### Exercise materials
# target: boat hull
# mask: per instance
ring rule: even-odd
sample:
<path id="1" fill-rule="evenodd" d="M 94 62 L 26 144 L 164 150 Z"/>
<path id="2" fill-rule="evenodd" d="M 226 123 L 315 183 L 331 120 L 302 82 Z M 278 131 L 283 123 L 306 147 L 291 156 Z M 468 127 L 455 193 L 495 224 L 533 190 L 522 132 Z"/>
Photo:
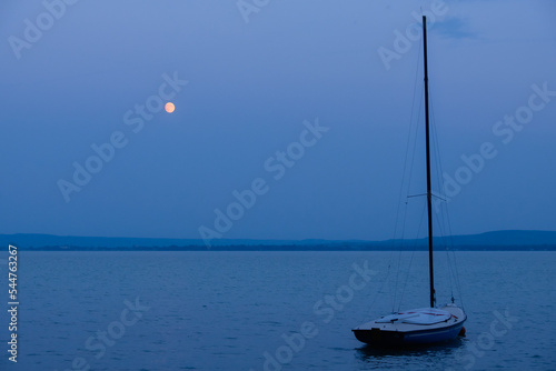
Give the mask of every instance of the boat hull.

### Direction
Reproduce the lines above with "instance" replaced by "object" wherever it occurs, leaving everything else unchanged. Omit the picture from your answer.

### The output
# target: boat hull
# mask: per object
ring rule: even-odd
sample:
<path id="1" fill-rule="evenodd" d="M 94 62 L 26 144 L 164 150 Z"/>
<path id="2" fill-rule="evenodd" d="M 226 123 L 315 183 L 331 120 L 302 82 Z M 278 131 L 283 123 L 306 147 L 291 156 Z M 468 127 L 455 193 L 495 224 L 533 190 L 522 132 Z"/>
Photo:
Give the mask of every object of the boat hull.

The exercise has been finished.